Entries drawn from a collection
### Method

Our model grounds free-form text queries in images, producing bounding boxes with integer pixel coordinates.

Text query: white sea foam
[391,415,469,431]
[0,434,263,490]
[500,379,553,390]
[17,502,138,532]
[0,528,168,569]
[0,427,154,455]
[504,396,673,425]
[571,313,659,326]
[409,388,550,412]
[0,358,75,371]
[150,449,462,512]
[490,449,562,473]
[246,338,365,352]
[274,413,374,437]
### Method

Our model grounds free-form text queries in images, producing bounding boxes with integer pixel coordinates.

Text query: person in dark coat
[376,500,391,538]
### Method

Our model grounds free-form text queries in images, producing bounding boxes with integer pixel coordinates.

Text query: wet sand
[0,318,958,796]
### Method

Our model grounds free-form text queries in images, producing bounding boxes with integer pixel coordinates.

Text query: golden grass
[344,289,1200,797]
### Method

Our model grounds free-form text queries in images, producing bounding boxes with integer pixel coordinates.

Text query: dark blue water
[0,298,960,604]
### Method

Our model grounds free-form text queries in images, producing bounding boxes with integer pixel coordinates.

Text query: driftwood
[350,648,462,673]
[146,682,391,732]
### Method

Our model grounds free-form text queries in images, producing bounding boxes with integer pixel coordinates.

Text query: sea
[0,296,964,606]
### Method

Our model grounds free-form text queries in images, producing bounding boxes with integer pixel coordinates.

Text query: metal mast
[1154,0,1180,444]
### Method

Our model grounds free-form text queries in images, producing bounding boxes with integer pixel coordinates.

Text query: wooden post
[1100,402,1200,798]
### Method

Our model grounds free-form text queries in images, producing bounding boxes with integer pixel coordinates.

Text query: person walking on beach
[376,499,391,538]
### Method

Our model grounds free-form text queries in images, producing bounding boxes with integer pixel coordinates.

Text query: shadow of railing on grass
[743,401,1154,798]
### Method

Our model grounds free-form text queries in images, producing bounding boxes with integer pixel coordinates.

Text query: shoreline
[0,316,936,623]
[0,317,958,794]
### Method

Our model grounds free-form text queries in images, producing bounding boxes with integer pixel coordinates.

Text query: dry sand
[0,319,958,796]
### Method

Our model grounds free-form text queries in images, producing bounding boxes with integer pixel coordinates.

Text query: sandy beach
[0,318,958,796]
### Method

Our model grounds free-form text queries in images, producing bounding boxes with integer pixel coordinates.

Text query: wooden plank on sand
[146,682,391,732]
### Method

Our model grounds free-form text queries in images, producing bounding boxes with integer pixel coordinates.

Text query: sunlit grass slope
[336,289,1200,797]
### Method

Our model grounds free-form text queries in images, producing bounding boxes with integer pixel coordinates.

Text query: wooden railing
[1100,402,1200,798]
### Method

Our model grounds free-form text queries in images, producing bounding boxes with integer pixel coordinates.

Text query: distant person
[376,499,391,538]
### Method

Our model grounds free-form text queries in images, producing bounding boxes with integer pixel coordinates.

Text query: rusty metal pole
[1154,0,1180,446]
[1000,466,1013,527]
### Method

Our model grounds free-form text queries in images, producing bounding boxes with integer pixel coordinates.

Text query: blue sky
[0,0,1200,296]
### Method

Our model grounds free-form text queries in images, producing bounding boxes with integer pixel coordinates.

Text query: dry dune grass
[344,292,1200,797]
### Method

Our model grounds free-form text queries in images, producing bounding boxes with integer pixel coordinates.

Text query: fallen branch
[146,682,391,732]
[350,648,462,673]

**Short exercise:** Count the lines of the records that contain the string "person", with case taken into account, and state only the number.

**Response to the exercise:** 3